Dataset content =
◆ ◆ ◆
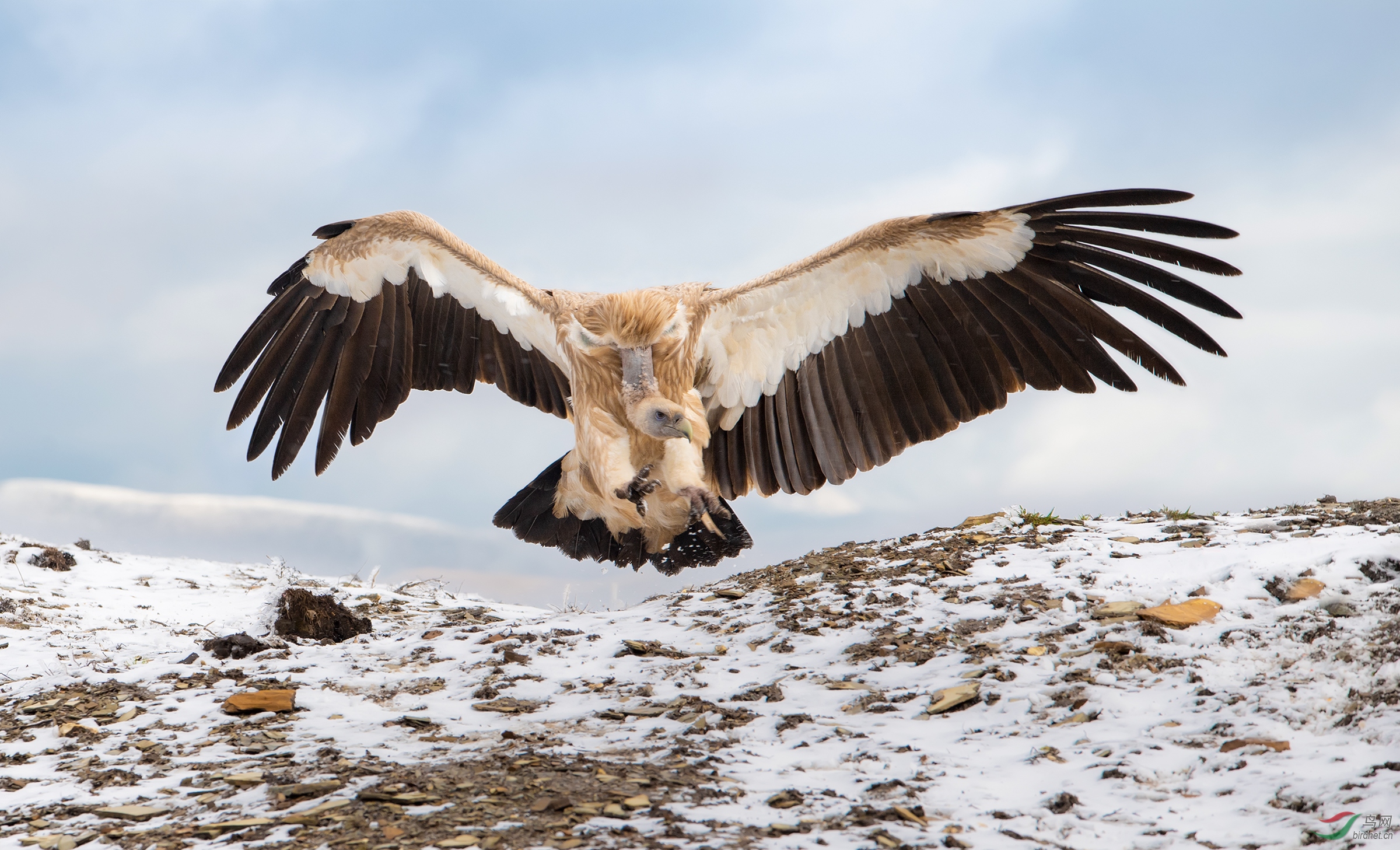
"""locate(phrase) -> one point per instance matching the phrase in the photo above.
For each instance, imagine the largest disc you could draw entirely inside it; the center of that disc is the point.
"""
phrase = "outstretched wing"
(386, 306)
(907, 330)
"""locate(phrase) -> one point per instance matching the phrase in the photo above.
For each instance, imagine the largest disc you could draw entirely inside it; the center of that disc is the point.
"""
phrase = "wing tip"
(335, 229)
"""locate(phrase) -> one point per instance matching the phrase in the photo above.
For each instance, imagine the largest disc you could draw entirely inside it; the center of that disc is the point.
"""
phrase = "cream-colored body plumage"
(682, 397)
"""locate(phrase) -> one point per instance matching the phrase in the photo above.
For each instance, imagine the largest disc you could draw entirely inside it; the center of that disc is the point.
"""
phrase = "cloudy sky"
(162, 163)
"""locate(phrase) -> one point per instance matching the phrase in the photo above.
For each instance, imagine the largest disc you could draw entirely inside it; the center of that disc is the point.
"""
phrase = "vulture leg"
(531, 516)
(639, 488)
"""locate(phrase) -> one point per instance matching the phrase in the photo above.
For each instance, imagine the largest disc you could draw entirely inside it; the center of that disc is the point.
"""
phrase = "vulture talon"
(702, 505)
(638, 489)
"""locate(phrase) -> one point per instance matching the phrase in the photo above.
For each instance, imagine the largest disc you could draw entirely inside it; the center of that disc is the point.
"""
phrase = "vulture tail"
(531, 516)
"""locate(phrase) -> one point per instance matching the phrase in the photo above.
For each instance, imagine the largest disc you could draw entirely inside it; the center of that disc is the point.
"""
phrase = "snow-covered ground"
(783, 708)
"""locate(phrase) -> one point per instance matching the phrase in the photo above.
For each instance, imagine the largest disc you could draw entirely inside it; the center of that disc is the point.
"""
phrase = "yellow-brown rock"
(1304, 589)
(261, 701)
(1184, 615)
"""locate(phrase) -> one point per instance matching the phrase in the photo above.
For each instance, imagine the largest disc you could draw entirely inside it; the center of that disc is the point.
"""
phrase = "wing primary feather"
◆ ◆ ◆
The problem = Set every record down exactly, omitting pictures.

Answer =
"""locate(phrase) -> one point per instance matching the phrase in the photo above.
For each instance, imagine the largest disc you could draw entirely inside it; the center of that disc is the point.
"""
phrase = "outstretched wing"
(386, 306)
(907, 330)
"""locate(phrase) -> one point per instance matching the phrase in the photo above.
For each instance, imagine the largest disc you could draw entirely inside it; the center of that disc is the point.
"""
phrase = "wing tip"
(335, 229)
"""locate(phrase) -> one point per instance matching the phrase in the photo above.
For each instance, imagine the largest disc you could draw entirely inside it; the center of that disc is the point.
"""
phrase = "cream-colored body plumage"
(682, 397)
"""locate(phrase) -> one point per instance matching the phrase in the photo above.
For each instance, imagine the largest disc you could draw entirely inside it; the center of that disc is the point.
"""
phrase = "cloudy sky"
(162, 163)
"""locate(phrase) -> one point per instance matching the phrase in the photo above.
For each instance, imagine the largest disc you could draw entirely inside it; the center of that disc is the point.
"""
phrase = "vulture leg"
(531, 516)
(639, 488)
"""locate(phrase) -> one point per instance matching the phrase in the photo above.
For each instance, imagine the largest disc you could draw entirely inside it; the center of that disc is the point.
"""
phrase = "vulture talon"
(702, 505)
(638, 489)
"""locate(phrase) -> one point per instance matching the phrase in the photo above.
For each instance, imagine the largest disc you could draw entirely inside it; the center of that disc is the point.
"""
phrase = "vulture tail"
(531, 516)
"""locate(phrase) -> one point per instance matching the phrase in the photo above.
For each instance, imagine the largest disc you could draw entirely inside it; the center of that disc is the point.
"""
phrase = "snow-covered ground"
(783, 708)
"""locate(phrase) -> one point per instance matching the phrase in the photo above.
For each instance, imagine the largest disc you could draw entirely inside it; the center of that disc is the point.
"""
phrase = "yellow-brown rock"
(1304, 589)
(261, 701)
(1184, 615)
"""locate(phrase) -> one point per instance matching the phrase in the photo above.
For each instance, imagine the largest disc you could draw entirely inside it; the center of that disc is the point.
"""
phrase = "wing primary feather"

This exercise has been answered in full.